== Exercise brief ==
Transcribe precisely, and only, the lines beginning at the line containing "Target: black bar" and ending at the final line of the material below.

────────────────

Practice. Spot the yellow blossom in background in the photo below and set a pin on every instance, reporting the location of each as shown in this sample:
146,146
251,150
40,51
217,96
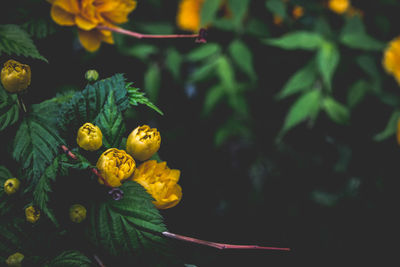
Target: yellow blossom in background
298,12
15,260
188,17
160,182
115,166
88,14
32,214
391,59
89,137
143,142
339,6
11,186
15,77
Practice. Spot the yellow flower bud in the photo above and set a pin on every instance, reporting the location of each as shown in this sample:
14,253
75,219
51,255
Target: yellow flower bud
160,182
11,186
89,137
15,260
77,213
115,166
15,76
143,142
32,214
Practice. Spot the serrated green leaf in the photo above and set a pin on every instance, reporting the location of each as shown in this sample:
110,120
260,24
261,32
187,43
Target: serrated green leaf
390,129
327,60
297,40
209,11
152,82
9,110
277,7
136,97
111,123
70,258
301,80
86,105
357,92
203,52
243,57
130,226
336,111
15,41
306,106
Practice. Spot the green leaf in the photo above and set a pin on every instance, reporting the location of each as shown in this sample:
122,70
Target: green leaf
203,52
15,41
306,106
209,11
173,62
297,40
152,82
390,129
336,111
111,123
354,35
357,92
277,7
130,226
70,258
243,57
37,141
301,80
136,97
327,60
9,110
86,105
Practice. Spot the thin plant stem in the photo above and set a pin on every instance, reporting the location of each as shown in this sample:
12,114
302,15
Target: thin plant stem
219,245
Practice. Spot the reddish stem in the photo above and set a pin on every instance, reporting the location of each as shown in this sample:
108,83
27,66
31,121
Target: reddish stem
150,36
219,245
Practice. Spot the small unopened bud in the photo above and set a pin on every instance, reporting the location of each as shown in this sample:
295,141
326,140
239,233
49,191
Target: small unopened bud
15,260
11,186
77,213
91,75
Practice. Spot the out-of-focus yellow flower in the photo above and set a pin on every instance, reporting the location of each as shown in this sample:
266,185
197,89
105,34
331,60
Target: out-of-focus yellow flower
160,182
11,186
339,6
15,76
298,12
143,142
15,260
391,59
188,17
77,213
32,214
89,137
115,166
88,14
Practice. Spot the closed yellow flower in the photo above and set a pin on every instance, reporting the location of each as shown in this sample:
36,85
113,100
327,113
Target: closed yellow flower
160,182
15,260
339,6
32,214
391,59
89,137
11,186
143,142
88,14
115,166
15,77
77,213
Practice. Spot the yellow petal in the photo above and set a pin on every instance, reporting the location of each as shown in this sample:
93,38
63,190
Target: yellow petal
61,17
90,40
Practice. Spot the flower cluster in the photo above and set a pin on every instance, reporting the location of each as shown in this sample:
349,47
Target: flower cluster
87,15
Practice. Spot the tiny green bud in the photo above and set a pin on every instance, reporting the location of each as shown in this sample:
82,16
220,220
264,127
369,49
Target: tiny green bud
91,75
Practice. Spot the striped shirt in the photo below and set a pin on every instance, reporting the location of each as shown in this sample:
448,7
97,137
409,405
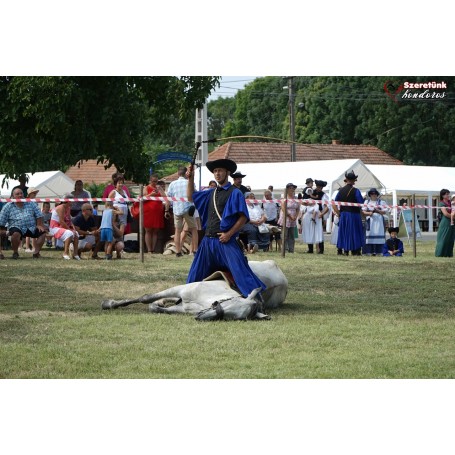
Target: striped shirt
177,188
22,218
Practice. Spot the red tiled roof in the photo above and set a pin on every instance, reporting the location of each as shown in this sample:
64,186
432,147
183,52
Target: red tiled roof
259,152
91,172
268,152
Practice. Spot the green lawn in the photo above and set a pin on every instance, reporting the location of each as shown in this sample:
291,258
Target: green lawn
344,317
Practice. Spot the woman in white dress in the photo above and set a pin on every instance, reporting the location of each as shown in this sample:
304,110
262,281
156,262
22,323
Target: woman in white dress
374,212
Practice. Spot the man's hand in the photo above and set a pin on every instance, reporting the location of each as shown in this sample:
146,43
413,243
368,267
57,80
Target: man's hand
224,236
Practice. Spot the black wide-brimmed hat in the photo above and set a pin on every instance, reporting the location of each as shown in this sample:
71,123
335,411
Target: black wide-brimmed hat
350,176
224,163
373,191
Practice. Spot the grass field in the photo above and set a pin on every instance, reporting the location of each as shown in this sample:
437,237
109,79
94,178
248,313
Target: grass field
344,317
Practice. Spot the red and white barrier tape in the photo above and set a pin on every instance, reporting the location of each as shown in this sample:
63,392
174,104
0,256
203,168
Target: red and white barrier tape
182,199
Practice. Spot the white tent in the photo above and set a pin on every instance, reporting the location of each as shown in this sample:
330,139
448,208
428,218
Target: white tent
260,175
425,182
50,184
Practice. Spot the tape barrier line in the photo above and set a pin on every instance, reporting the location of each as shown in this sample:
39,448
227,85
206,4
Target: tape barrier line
182,199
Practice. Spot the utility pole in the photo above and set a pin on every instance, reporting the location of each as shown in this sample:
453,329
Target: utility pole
292,117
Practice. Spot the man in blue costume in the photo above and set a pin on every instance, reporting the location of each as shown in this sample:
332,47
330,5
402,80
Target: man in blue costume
223,213
350,228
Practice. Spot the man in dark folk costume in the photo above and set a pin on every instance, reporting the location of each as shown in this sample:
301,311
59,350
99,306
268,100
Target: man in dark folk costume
393,246
350,227
323,209
223,213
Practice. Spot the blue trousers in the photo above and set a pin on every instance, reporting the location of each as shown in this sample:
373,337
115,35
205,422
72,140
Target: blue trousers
212,255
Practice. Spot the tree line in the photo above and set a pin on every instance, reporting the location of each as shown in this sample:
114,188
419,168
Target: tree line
54,122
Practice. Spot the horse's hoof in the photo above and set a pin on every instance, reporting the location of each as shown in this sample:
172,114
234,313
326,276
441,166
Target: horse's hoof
106,304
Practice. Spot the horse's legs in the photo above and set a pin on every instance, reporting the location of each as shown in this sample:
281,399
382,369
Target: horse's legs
147,298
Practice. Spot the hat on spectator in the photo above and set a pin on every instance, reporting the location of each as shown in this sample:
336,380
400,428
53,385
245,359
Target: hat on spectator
350,176
32,190
237,175
224,163
373,191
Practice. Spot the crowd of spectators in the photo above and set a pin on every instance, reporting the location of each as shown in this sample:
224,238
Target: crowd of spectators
75,228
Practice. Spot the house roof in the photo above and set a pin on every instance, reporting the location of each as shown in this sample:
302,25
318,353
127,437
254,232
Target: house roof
50,184
90,172
268,152
261,152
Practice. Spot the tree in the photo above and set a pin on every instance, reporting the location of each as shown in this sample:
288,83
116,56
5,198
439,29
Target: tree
54,122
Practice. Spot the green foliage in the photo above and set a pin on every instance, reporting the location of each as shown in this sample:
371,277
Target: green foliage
96,190
53,122
352,109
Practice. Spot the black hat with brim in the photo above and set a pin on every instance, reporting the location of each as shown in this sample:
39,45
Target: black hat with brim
224,163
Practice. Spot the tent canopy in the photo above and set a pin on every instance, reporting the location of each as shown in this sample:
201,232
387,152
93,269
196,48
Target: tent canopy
418,180
50,184
260,175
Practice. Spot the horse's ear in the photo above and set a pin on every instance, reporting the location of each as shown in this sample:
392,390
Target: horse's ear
253,293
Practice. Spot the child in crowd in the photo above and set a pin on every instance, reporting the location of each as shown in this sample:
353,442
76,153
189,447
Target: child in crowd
393,246
107,227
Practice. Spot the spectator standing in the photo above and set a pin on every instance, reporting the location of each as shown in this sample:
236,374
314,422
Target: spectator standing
183,212
154,213
272,212
31,194
23,179
85,225
46,211
350,228
107,227
290,207
256,239
374,212
24,219
118,193
78,193
446,232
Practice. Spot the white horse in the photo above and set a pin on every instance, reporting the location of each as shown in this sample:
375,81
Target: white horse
215,298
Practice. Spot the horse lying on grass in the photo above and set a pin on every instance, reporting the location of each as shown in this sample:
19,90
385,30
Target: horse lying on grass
214,298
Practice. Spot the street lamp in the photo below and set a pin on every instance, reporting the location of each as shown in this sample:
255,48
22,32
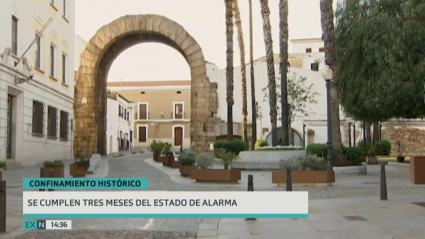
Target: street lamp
327,75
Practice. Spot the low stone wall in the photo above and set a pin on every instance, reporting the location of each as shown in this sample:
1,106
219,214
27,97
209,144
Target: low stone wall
264,160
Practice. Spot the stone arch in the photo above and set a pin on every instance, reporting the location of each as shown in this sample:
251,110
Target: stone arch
98,56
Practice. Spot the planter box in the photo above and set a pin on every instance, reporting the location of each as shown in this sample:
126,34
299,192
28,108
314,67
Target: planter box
175,164
57,172
417,169
304,177
215,175
156,155
185,170
77,172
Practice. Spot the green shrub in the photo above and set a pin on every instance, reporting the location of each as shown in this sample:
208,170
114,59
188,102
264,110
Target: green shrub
187,158
386,147
320,150
353,154
304,163
235,146
157,145
204,161
53,164
166,148
260,143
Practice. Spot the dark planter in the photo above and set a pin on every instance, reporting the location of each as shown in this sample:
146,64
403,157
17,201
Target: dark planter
400,159
76,171
215,175
57,172
304,177
156,155
185,170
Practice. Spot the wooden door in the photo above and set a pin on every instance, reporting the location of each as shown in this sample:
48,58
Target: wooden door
178,136
142,134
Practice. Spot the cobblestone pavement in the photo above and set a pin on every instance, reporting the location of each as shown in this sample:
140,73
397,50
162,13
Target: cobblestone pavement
137,165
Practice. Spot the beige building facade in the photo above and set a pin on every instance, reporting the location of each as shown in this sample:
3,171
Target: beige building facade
161,110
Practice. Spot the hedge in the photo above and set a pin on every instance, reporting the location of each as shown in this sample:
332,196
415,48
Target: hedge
235,146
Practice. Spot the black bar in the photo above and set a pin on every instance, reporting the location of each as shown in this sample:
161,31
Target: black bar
51,175
42,176
2,206
383,183
288,179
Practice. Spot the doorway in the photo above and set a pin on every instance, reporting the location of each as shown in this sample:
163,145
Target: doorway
178,136
9,127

────────────────

== Exercise answer ==
Target: black bar
51,175
42,176
2,206
383,183
288,179
Practice. Spot the doorway in the photo above and set a pin on every instance, reporting the location of each as shown in this sample:
163,145
Target: doorway
178,136
9,127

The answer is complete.